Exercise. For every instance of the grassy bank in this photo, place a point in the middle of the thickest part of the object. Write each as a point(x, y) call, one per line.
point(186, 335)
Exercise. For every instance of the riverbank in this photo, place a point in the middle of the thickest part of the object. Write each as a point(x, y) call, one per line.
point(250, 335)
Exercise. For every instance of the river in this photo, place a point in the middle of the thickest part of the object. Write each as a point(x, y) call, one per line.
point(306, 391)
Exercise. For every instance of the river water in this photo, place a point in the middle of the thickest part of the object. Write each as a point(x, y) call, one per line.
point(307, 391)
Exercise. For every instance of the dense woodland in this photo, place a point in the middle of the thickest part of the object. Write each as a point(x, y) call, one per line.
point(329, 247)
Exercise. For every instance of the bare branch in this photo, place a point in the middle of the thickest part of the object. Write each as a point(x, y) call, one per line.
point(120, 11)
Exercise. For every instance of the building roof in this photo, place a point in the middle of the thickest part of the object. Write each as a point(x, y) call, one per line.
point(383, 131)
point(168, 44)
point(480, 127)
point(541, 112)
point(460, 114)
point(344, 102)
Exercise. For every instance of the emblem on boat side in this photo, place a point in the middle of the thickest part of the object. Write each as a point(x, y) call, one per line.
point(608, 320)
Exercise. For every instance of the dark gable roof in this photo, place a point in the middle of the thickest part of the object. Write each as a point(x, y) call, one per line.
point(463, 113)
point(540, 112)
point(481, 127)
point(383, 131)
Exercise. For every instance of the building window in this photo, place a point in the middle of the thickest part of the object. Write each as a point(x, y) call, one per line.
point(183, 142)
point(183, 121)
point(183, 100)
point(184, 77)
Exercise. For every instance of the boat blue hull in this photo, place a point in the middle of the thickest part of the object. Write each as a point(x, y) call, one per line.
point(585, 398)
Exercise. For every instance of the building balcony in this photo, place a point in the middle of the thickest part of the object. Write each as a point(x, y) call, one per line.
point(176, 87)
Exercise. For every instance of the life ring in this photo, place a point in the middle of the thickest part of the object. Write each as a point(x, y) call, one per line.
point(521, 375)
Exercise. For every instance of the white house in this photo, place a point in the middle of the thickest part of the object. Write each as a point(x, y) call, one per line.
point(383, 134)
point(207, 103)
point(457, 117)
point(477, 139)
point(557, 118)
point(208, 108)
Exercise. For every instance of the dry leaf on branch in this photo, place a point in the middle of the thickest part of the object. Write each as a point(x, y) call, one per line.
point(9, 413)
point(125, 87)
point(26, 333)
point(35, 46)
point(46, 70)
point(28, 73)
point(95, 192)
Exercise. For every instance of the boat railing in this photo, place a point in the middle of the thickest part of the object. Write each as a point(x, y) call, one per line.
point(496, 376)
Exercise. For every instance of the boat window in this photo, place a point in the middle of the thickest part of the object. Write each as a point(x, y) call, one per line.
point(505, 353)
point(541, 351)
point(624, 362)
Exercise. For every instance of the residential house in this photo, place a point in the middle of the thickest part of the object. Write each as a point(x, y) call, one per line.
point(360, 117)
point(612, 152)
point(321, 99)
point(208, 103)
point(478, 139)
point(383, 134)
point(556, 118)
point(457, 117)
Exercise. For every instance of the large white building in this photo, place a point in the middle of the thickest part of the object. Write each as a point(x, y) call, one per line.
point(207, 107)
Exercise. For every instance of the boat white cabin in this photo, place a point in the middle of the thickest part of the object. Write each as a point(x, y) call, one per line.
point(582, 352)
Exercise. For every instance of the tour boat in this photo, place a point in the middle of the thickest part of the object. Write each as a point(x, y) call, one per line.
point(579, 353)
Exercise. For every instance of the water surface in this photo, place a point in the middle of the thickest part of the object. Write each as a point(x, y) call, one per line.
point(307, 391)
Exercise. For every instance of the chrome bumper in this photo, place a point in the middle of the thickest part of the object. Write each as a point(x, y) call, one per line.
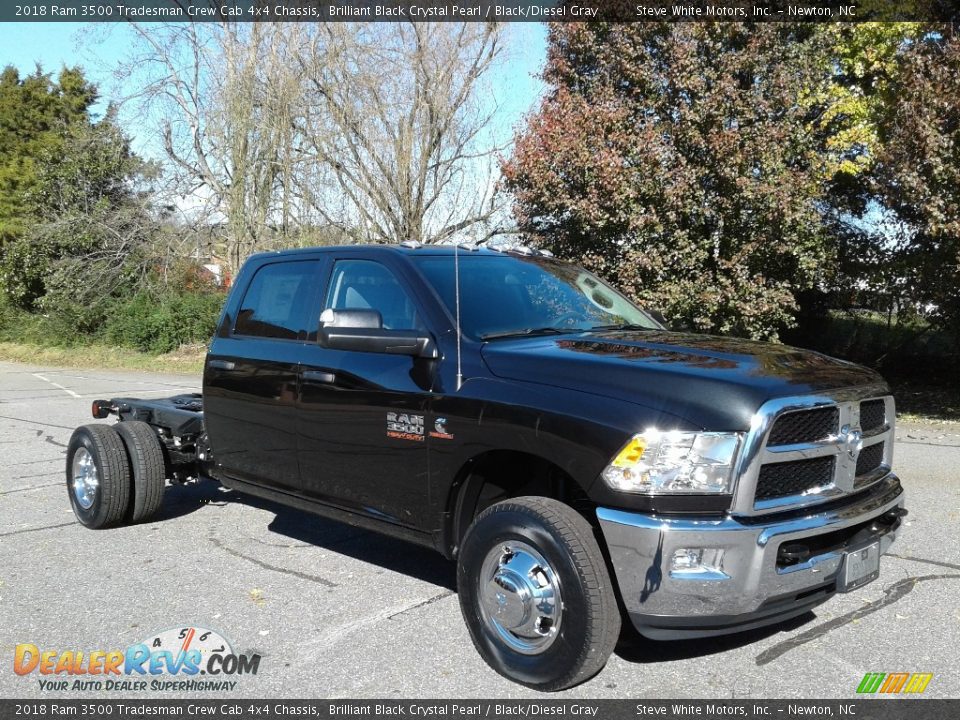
point(749, 588)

• Problem requirements
Would you copy out all the data exactly, without the images?

• Completed exercise
Exercise. For every instance of the grassy bank in this photo, place a point in the middle of the thickest part of the object. Write each as a point(x, y) call, one per line.
point(186, 335)
Exercise. For every instance of the riverbank in this photo, place a point in the middle of the thickest part of the object. Write each as a point(x, y) call, one per line.
point(250, 335)
Exercise. For every instance of the river in this photo, place a point in the middle of the thickest part of the object. Write each as a point(x, y) call, one per line.
point(306, 391)
Exercise. For every instance of the river water in this photo, place a point in the middle of the thickest part of the object. Write each as a point(x, y) call, one per line.
point(307, 391)
Exercise. For every instance of the dense woodland in this photo, place a point in the middle of the thickest part of the object. Write each as a point(x, y) call, one per line.
point(329, 247)
Exercise. For every instance of the bare branch in this photo, place a point in the middle of the thickest part of the object. Write each as a point(x, y) call, one per line.
point(120, 11)
Exercise. For every instance of the building roof in this photo, place a point in the middle of the thickest part of the object. Write each as a point(x, y) call, one per line.
point(383, 131)
point(168, 44)
point(480, 127)
point(541, 112)
point(460, 114)
point(344, 102)
Exercise. For every instance of the emblem on boat side in this photo, place a point in the middle of the thickest part of the object. Write each as a point(x, y) call, one per line.
point(608, 320)
Exercise. For every instance of the dark gable roof in this photo, place a point in the middle of the thickest part of the object. Write each as a point(x, y) call, one per line.
point(463, 113)
point(540, 112)
point(481, 127)
point(383, 131)
Exercise. For every instance of the building window in this photo, place a point in the middle of the thickest part of the object. Write each as a point(x, y) call, one per line.
point(183, 142)
point(183, 121)
point(183, 100)
point(184, 77)
Exercise. For every instance of the boat blue hull in this photo, place a point in the middle of the thickest part of the object. Write each as a point(x, y) call, one per line.
point(585, 398)
Exercise. For every instance of the building balcony in this photo, place a point in the middle of the thickest part of the object. Write each as a point(x, y) call, one per line.
point(176, 87)
Exercise. For every instance of the life ring in this photo, place a point in the middle of the thickest part of the object. Write each as a point(x, y) call, one per line.
point(521, 375)
Exercise. For every instance of the white house in this photo, place a point in the middle of the thickest part of the object. Write each as a point(x, y) call, one per line.
point(383, 134)
point(207, 103)
point(457, 117)
point(477, 139)
point(557, 118)
point(208, 108)
Exercise. For every instance of the dry leaf on branch in this photo, place a point in the middle of the thickest part of the object. Write each as a point(x, y) call, one per line.
point(9, 413)
point(125, 87)
point(26, 333)
point(35, 46)
point(46, 70)
point(28, 73)
point(95, 192)
Exercise. For every instance of the boat railing in this photo, place a point in the middle of the thickest part of the object. Write each as a point(x, y) call, one per line.
point(496, 376)
Exercise. For every instance of the boat window in this photo, place a point in the middle of the thickest part of the object. Write each as a point(x, y) call, one per line.
point(505, 353)
point(541, 351)
point(624, 362)
Exercise. For every instance of the residential house in this photo, place a point in the middle of the thickest part of the object. Write each as a point(x, y) call, one per line.
point(360, 117)
point(612, 152)
point(321, 99)
point(208, 103)
point(478, 139)
point(383, 134)
point(556, 118)
point(457, 117)
Exercise. For every instance of the large white building in this photo, place a point in the middle of the thickest part of the object. Write each as a point(x, y) call, one per line.
point(207, 107)
Exercise. For every instance of the boat white cabin in this photo, place a point in the middle of the thickest part of the object. Write each as a point(x, y) call, one per line.
point(582, 352)
Exercise. For every instance of the tour boat in this photo, place a point in the middle of the thickest part of the object. Write each as a point(x, y) call, one per line.
point(579, 353)
Exercise. For every instance of the water surface in this photo, place a point in the middle of the thickest part of the object. Write each as a point(x, y) call, one per line.
point(307, 391)
Exercise. For every instance of the chrome bumper in this photo, place a point in the middle of the thickest part of the object. Write each as a point(x, y) call, one per line.
point(749, 588)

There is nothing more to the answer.